# SOURCE
In addition, when buying office PCs outright, these machines are applicable for capital allowance, meaning UK business can deduct money on these assets from the overall corporate or income tax on its profits.
However, you have to keep in mind that the value of the computer hardware depreciates quickly over time, and may even become obsolete sooner than you think. Buying outright means there may be requirements for replacements every few years, which could get expensive.
Even so, most businesses would probably prefer to buy office PCs outright if the cash flow was available to them. However, if you buy your office PCs you lose out on upgrading to newer models as and when you like, for a relatively small fee.
Once you've bought a PC, you're stuck with it and some businesses would prefer to have the newest PC on the market at their fingertips.
Option three: Co-working spaces
Co-working spaces or managed offices can provide a working space offering a shared reception, business machines and other office resources such as administrative support and basic IT infrastructure.
There are many benefits of utilising co-working spaces, namely the low set up costs, flexible leasing and clear monthly payment schedules. A lot of co-working spaces do not include computers, however depending on your location, there is still quite a few that do, and for a small business looking to save money, this could be a great option.
Obviously, when opting for a co-working space with business PCs included, you'll never actually own any of the PCs, which may at first seem like a drawback. However, it does mean that all maintenance and repairs are - in most cases - down to the supplier. Keeping the PCs in the same condition you received them is a must unless you want to pay a potentially large penalty fee.
Depending on location, desk hire can range from £50 per desk to £1,000 (in expensive parts of London), so for businesses with a large number of in-office staff, the costs can grow relatively quickly.
Some co-working spaces in London include The Dock, which offers co-working spaces including meeting rooms and desk space, with prices starting at £250 per person, per month. Another is TOG, located in King’s Cross Station, which has similar offerings, and starts at £300 per month.

# RECORDS FOR THE TASK
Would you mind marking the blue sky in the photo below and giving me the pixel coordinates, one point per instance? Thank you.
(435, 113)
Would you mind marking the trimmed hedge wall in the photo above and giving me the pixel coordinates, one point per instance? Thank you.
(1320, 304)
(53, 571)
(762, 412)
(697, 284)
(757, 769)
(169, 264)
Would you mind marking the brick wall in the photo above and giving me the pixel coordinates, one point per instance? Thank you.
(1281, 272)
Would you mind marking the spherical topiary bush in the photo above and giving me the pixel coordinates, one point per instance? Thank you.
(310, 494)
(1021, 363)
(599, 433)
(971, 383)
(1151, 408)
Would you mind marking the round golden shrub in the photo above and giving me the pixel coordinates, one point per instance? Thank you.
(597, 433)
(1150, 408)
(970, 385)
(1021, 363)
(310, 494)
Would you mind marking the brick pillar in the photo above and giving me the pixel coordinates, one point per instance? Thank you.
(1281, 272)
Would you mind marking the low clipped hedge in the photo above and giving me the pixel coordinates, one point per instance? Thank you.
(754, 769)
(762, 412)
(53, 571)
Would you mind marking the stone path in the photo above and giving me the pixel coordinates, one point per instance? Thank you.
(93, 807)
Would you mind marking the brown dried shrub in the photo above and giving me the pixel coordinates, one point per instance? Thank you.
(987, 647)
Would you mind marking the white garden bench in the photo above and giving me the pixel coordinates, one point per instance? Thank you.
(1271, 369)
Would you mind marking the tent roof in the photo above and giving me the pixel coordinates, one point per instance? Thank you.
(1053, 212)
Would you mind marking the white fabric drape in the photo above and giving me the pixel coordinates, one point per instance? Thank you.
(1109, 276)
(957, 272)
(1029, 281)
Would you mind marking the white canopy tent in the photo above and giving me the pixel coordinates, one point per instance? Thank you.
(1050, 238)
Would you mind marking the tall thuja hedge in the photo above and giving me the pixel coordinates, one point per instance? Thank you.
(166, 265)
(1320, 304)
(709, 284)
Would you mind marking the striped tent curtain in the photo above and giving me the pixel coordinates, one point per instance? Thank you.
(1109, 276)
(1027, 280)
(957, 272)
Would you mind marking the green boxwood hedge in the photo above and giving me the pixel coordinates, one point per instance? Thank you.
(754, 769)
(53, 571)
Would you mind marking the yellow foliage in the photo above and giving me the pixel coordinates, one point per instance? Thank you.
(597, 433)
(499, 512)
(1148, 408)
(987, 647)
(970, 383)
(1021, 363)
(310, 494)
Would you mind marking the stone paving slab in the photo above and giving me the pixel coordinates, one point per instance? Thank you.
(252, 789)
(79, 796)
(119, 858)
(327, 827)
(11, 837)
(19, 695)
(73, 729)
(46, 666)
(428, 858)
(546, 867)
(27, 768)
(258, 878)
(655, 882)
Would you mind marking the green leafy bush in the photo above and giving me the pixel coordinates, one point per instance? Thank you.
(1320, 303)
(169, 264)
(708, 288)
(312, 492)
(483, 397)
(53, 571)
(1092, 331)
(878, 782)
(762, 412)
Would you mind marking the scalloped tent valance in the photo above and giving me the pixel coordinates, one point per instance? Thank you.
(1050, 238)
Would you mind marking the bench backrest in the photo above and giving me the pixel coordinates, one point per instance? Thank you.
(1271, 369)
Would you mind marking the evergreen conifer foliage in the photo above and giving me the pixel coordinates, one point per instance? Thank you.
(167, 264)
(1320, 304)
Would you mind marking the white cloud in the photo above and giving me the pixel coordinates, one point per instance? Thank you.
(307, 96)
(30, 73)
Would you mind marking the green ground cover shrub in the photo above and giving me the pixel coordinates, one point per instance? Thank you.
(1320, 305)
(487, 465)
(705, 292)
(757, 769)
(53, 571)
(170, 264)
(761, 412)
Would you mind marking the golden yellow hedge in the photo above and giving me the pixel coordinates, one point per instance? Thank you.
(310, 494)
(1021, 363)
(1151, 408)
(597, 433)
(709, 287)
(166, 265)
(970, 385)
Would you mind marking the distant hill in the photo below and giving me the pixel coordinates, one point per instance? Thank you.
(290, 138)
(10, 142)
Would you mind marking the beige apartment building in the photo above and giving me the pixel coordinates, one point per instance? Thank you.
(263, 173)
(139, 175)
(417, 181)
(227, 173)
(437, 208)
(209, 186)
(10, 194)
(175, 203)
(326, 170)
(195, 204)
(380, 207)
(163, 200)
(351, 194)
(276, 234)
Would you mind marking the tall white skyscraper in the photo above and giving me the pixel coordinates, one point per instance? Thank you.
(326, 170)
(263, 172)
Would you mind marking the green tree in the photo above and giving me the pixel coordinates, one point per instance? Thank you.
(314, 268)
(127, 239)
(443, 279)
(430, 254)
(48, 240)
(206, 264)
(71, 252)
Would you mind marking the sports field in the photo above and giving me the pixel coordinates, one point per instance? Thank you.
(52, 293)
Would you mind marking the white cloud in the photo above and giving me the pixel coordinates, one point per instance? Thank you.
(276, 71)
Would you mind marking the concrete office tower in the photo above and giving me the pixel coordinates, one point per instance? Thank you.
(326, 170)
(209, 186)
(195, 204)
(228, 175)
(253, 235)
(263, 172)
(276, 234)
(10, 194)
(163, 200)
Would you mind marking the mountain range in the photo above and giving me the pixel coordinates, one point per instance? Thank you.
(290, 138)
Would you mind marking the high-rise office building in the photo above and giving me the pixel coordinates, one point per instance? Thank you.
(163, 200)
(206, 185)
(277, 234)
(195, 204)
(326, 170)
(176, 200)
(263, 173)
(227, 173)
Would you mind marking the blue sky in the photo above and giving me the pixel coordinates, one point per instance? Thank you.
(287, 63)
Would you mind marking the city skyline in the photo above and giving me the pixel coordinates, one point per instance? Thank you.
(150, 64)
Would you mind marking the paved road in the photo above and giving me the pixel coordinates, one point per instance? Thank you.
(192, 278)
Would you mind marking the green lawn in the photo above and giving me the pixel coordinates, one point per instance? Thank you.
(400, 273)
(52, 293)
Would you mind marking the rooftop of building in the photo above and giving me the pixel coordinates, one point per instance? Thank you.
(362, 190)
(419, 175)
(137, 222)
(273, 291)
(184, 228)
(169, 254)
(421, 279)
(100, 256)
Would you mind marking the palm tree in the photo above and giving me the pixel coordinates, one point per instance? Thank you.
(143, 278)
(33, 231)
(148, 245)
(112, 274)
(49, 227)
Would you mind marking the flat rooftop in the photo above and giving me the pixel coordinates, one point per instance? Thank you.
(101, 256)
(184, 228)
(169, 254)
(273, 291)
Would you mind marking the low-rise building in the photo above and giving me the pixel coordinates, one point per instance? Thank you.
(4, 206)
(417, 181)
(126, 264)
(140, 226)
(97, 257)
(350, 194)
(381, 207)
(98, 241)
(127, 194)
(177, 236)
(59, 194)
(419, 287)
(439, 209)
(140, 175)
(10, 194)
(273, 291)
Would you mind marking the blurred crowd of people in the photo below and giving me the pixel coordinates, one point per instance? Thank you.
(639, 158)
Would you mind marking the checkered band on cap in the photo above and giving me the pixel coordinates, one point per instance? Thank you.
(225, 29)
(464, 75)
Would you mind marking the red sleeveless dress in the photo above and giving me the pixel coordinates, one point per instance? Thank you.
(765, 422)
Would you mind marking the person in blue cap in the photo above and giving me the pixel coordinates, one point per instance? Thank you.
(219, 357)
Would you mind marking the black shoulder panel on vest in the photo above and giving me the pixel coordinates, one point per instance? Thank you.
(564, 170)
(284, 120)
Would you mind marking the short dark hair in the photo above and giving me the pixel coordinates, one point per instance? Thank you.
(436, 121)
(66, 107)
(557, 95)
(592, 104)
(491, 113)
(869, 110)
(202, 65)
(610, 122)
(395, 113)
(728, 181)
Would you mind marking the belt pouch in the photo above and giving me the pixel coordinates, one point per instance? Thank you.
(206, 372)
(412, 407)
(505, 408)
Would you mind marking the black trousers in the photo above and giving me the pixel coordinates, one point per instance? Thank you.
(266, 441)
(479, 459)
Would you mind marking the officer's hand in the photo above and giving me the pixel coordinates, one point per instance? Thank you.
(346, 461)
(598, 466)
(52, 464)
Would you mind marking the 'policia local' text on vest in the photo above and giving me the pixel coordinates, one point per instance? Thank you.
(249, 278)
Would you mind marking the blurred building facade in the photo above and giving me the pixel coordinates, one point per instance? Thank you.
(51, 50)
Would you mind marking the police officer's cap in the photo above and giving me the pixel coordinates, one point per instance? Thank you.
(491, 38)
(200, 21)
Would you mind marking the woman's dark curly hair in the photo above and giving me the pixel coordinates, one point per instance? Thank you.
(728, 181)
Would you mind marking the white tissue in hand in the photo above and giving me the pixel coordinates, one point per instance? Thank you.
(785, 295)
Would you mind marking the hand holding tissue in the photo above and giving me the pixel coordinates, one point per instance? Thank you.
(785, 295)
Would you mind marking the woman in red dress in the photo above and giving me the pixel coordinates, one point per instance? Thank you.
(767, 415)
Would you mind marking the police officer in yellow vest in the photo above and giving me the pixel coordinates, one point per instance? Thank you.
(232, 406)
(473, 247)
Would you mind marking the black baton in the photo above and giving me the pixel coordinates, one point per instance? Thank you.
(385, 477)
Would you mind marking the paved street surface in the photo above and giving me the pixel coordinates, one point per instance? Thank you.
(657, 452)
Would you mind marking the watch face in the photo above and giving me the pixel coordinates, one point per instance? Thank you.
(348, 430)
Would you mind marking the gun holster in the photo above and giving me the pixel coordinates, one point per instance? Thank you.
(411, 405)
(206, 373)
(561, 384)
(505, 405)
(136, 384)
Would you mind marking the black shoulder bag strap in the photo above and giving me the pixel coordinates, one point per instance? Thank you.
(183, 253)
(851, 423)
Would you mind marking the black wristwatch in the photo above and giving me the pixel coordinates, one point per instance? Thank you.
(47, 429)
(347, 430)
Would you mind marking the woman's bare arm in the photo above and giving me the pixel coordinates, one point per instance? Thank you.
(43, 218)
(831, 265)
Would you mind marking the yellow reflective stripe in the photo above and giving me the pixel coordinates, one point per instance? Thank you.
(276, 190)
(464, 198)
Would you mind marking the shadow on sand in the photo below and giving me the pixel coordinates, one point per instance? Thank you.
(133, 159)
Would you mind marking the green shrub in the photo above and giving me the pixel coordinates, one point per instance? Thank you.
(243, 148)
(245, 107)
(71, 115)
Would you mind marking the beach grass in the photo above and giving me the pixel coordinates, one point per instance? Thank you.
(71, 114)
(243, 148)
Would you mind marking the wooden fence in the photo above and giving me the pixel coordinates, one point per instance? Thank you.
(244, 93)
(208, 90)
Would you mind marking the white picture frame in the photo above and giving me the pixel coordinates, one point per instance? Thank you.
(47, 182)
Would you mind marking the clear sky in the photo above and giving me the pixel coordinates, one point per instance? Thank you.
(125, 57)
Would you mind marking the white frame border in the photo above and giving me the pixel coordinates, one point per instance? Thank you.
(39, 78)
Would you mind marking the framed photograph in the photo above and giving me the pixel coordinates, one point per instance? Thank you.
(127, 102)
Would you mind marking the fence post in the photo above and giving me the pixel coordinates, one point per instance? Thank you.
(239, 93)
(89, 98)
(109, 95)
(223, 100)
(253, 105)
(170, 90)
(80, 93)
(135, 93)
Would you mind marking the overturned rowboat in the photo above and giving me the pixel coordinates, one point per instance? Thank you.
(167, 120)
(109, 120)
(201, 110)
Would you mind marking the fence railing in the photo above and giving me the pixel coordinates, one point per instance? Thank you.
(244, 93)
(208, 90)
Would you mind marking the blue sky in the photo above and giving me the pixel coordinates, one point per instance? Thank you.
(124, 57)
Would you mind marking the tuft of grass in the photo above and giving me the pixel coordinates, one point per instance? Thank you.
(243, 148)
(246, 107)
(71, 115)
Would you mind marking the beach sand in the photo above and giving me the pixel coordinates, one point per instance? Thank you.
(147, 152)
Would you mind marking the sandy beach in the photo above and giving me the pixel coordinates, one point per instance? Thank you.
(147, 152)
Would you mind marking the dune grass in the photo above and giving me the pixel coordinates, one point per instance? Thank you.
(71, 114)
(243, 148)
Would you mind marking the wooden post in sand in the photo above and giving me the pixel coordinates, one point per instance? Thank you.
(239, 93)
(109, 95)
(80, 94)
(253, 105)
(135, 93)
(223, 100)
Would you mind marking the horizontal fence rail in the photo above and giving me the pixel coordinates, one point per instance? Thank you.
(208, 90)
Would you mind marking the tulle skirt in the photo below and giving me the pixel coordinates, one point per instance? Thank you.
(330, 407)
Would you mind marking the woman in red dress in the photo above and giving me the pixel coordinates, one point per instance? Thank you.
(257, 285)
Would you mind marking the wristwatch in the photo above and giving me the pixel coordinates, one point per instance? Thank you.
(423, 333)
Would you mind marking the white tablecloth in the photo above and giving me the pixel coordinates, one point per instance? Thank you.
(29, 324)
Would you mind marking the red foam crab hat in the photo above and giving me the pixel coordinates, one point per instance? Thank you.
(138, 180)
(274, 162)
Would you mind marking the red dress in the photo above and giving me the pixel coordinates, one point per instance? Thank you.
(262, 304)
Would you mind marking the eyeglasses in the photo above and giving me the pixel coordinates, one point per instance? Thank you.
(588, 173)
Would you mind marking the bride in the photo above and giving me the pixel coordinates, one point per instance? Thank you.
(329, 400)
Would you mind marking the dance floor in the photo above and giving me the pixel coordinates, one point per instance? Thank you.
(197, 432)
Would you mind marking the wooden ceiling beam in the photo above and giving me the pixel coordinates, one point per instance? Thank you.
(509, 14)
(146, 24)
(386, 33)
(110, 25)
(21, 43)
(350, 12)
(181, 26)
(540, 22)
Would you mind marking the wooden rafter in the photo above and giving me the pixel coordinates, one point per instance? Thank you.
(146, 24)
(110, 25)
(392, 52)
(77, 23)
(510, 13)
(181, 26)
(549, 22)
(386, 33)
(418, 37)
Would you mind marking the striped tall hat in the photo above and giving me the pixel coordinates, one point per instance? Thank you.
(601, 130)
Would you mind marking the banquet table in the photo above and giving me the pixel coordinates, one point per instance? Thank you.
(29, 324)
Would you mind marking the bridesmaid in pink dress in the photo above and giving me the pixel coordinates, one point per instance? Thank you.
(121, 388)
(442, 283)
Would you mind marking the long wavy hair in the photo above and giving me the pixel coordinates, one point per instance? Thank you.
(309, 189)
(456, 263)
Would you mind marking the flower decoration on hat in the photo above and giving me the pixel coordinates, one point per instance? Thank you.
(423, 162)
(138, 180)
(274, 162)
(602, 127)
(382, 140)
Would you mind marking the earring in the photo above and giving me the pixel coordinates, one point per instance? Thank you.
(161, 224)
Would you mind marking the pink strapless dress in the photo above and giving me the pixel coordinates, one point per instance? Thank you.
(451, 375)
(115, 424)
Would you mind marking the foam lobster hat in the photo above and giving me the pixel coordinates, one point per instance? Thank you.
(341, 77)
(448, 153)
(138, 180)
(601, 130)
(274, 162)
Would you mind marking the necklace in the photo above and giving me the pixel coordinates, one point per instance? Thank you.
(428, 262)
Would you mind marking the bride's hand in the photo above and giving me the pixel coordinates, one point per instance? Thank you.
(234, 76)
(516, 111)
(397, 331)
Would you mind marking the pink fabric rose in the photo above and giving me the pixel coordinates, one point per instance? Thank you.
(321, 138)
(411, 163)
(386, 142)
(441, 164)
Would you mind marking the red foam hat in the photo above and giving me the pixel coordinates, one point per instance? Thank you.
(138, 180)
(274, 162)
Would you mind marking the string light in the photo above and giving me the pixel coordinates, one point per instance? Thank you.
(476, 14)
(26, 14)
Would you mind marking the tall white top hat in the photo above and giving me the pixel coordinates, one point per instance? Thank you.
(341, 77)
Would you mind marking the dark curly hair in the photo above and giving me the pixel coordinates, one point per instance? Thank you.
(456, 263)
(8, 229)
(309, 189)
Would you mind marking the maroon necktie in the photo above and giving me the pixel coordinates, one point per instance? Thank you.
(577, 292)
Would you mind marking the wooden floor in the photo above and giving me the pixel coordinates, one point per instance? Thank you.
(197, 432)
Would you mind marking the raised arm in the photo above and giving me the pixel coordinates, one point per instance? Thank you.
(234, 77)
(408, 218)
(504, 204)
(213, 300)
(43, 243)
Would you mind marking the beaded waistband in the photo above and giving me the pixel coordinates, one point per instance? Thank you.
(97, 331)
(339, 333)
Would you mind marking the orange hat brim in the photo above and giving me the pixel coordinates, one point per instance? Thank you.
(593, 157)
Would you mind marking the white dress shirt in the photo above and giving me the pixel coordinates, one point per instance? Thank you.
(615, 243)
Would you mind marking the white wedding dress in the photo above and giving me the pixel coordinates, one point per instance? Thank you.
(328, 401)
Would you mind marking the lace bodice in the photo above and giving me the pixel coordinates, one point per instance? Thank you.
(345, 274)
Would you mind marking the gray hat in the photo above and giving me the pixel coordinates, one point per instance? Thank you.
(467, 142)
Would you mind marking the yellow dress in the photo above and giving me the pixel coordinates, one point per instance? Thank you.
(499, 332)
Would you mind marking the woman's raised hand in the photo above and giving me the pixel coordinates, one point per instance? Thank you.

# PROBLEMS TO WORK ON
**A)** Format the records from the line containing "Would you mind marking the yellow dress" through the end of the records as a Markdown table with the columns Row and Line, leaving out blank lines.
**B)** Resume the passage on office PCs and co-working spaces from where it stops.
The text about office computers and the records are separate, unrelated material.

# ANSWERS FOR THE EXERCISE
**A)**
| Row | Line |
|---|---|
| 1 | Would you mind marking the yellow dress in the photo above and giving me the pixel coordinates, one point per instance? Thank you. |
| 2 | (499, 332) |
| 3 | Would you mind marking the woman's raised hand in the photo above and giving me the pixel coordinates, one point per instance? Thank you. |

**B)**
Option four: BYOD
Bring your own devices, or BYOD, in general terms refers to the business practice in which employees bring in their personal tablets and laptops which are granted permission to connect to their office network. This is an excellent choice for small businesses with a limited budget as you essentially cut out all device costs.
There are a couple of ways businesses can adopt BYOD in their workplace, such as allowing employees to choose their own device, that the company will pay for. Alternatively, businesses could ask employees to bring in their personal devices, only paying for OS, document suites and other relevant software.
While more suitable for organisations with less than 10 employees, BYOD is a great way of handing over device maintenance and to your employees and cutting cost on rentals or buying hardware outright. So, clearly the biggest advantage of BYOD is the cost or lack of it. No bulk PC purchases or lengthy contracts are needed.
On the other hand, organisations circulating sensitive information and private data could see BYOD as a security risk. Employees won't have the same level of protection that a company device will have, so making sure all devices are regulated and equipped with tough corporate-level security should be priority when opting for BYOD.
What's more, employees will take their devices away from the office, leaving them susceptible to theft, data leaks and other malicious campaigns from other networks such as public Wi-Fi.